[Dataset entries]
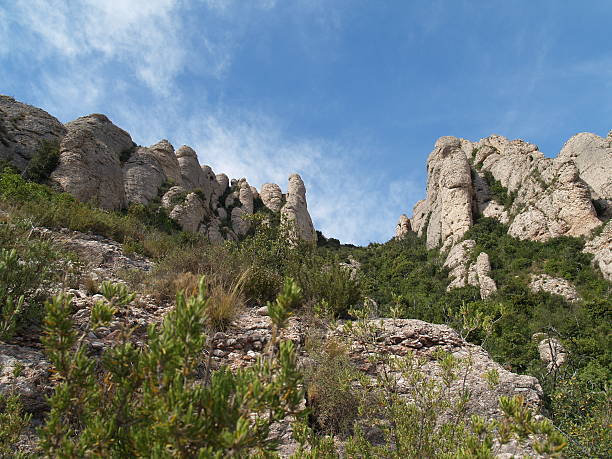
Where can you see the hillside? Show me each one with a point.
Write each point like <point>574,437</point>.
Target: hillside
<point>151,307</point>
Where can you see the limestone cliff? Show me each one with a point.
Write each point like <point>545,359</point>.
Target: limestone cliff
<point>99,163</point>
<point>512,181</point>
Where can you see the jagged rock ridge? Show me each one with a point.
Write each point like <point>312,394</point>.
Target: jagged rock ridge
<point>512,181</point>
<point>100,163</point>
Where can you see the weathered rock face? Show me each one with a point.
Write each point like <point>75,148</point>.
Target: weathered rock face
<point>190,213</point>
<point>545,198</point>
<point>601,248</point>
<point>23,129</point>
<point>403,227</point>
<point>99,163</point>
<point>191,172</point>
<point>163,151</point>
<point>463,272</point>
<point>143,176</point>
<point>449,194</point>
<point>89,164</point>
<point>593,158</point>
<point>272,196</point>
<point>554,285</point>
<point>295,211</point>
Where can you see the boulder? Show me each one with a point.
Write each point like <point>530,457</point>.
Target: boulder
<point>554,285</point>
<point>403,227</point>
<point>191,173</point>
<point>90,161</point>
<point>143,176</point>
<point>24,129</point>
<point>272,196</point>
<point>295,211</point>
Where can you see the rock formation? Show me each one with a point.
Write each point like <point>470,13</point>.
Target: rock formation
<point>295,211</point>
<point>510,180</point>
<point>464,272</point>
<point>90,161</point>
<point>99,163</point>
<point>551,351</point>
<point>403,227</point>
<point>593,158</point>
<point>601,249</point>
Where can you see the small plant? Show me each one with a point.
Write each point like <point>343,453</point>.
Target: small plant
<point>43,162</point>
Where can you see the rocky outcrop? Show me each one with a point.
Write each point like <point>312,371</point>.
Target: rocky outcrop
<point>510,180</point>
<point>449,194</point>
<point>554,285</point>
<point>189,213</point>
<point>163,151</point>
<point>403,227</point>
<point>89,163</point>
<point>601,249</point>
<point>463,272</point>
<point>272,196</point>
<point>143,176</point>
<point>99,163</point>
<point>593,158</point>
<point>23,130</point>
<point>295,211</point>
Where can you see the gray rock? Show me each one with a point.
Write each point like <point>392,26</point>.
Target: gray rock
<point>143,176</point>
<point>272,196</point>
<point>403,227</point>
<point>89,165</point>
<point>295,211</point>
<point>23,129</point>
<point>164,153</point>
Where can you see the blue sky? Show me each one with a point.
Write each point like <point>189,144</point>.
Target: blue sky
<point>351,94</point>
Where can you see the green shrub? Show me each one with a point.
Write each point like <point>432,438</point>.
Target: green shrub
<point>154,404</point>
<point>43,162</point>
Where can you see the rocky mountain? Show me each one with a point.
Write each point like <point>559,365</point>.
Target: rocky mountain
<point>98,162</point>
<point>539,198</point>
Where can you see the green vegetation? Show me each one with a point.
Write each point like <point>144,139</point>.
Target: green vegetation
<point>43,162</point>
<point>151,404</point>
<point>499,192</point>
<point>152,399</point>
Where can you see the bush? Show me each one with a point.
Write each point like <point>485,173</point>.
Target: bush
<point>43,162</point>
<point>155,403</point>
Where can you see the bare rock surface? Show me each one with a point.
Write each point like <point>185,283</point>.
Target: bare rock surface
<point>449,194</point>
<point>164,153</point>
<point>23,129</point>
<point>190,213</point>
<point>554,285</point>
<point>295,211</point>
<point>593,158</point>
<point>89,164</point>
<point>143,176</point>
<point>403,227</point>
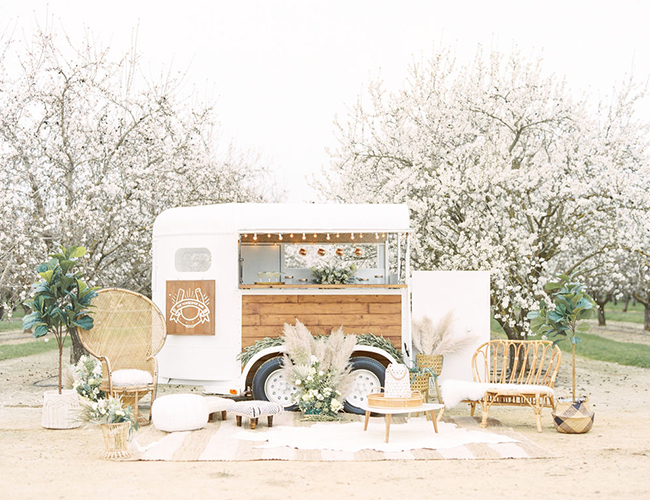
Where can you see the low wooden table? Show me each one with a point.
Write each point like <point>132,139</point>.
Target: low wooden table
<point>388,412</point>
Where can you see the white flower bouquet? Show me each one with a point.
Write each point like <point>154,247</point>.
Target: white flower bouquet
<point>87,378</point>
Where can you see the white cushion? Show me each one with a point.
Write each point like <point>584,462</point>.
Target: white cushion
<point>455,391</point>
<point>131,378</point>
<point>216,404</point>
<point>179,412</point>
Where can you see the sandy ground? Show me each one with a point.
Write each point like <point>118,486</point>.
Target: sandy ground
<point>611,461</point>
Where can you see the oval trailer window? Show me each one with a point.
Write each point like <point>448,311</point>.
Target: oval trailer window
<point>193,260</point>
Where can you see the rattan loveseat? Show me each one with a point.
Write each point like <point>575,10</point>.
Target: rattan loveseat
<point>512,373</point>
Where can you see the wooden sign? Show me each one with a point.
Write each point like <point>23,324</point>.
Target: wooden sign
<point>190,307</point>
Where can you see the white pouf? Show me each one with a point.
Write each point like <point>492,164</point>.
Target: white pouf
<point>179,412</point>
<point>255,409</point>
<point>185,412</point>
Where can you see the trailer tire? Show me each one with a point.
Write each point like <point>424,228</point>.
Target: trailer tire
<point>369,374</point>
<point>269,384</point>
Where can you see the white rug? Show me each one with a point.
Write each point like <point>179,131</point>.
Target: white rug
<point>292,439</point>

__Exercise details__: Set down exactly the lines running from the beginning of the entries above to the line that contains "Write each point like <point>470,13</point>.", including both, and leave out pictures.

__Output for this exercise__:
Where can you see the hillside? Show me each one with a point.
Write each point like <point>574,437</point>.
Target: hillside
<point>151,307</point>
Where can you see the limestone cliff? Show me each one with a point.
Write each point like <point>545,359</point>.
Target: limestone cliff
<point>99,163</point>
<point>512,181</point>
Where can you see the jagged rock ridge? Show me each one with a point.
Write each point like <point>312,394</point>.
Target: jagged rock ridge
<point>512,181</point>
<point>100,163</point>
Where can you see the weathered rock face? Show me each one with a point.
Write each point like <point>75,148</point>.
Target: weathered rock face
<point>190,213</point>
<point>545,198</point>
<point>601,248</point>
<point>23,129</point>
<point>403,227</point>
<point>99,163</point>
<point>191,172</point>
<point>163,151</point>
<point>463,272</point>
<point>143,176</point>
<point>449,194</point>
<point>89,164</point>
<point>593,158</point>
<point>272,196</point>
<point>554,285</point>
<point>295,211</point>
Where can you see the boulder? Show me each one with a point.
Write each point like <point>530,457</point>.
Target: boulder
<point>554,285</point>
<point>403,227</point>
<point>191,173</point>
<point>90,161</point>
<point>143,176</point>
<point>24,129</point>
<point>272,196</point>
<point>295,211</point>
Where can you see the rock formation? Show me each one with a point.
Write each point like <point>470,13</point>.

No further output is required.